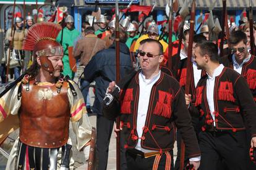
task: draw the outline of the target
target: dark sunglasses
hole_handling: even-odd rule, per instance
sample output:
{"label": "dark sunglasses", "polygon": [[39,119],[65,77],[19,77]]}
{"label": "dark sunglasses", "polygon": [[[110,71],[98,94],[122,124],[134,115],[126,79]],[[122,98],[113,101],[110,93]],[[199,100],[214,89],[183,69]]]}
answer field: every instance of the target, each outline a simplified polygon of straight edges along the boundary
{"label": "dark sunglasses", "polygon": [[237,51],[240,52],[242,52],[245,50],[245,47],[239,47],[237,49],[234,49],[233,48],[231,49],[231,52],[232,53],[236,53]]}
{"label": "dark sunglasses", "polygon": [[140,51],[137,52],[137,55],[138,55],[139,57],[140,57],[140,56],[144,57],[144,55],[146,55],[147,57],[148,57],[149,58],[152,58],[152,57],[154,57],[155,56],[160,55],[162,55],[162,54],[150,54],[150,53],[148,53],[148,52],[145,52]]}

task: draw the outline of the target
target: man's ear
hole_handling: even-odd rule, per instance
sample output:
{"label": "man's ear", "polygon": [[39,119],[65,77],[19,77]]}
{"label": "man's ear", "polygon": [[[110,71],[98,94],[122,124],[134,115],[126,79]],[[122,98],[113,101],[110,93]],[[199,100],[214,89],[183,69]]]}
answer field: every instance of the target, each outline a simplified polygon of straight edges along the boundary
{"label": "man's ear", "polygon": [[40,66],[41,66],[41,61],[40,61],[40,58],[38,56],[36,57],[36,62],[37,62],[37,63]]}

> **Task details**
Copy every line of the items above verbatim, leaving out the pictures.

> **Task output**
task: draw the outline of the target
target: dark sunglasses
hole_handling: even-odd rule, per instance
sample output:
{"label": "dark sunglasses", "polygon": [[39,119],[65,77],[19,77]]}
{"label": "dark sunglasses", "polygon": [[[110,71],[98,94],[122,124],[134,115],[126,79]],[[122,98],[113,101],[110,93]],[[199,100],[214,89],[183,69]]]}
answer field: every instance of the target, each outline a simplified polygon of straight edges along the boundary
{"label": "dark sunglasses", "polygon": [[237,51],[240,52],[242,52],[245,50],[245,47],[239,47],[237,49],[234,49],[233,48],[231,49],[231,52],[232,53],[236,53]]}
{"label": "dark sunglasses", "polygon": [[140,51],[137,52],[137,55],[138,55],[139,57],[140,57],[140,56],[144,57],[144,55],[146,55],[147,57],[148,57],[149,58],[152,58],[152,57],[154,57],[155,56],[160,55],[162,55],[162,54],[150,54],[150,53],[148,53],[148,52],[145,52]]}

task: draw the outline of the target
target: man's ear
hole_handling: even-odd rule, per instance
sample output:
{"label": "man's ear", "polygon": [[39,119],[65,77],[19,77]]}
{"label": "man's ear", "polygon": [[[110,71],[98,94],[122,124],[134,115],[126,79]],[[122,98],[113,101],[110,93]],[[199,100],[214,89],[183,69]]]}
answer field: every instance of the target, each outline a simplified polygon of straight edges along the boundary
{"label": "man's ear", "polygon": [[40,66],[41,66],[41,61],[40,61],[40,58],[38,56],[36,57],[36,62],[37,62],[37,63]]}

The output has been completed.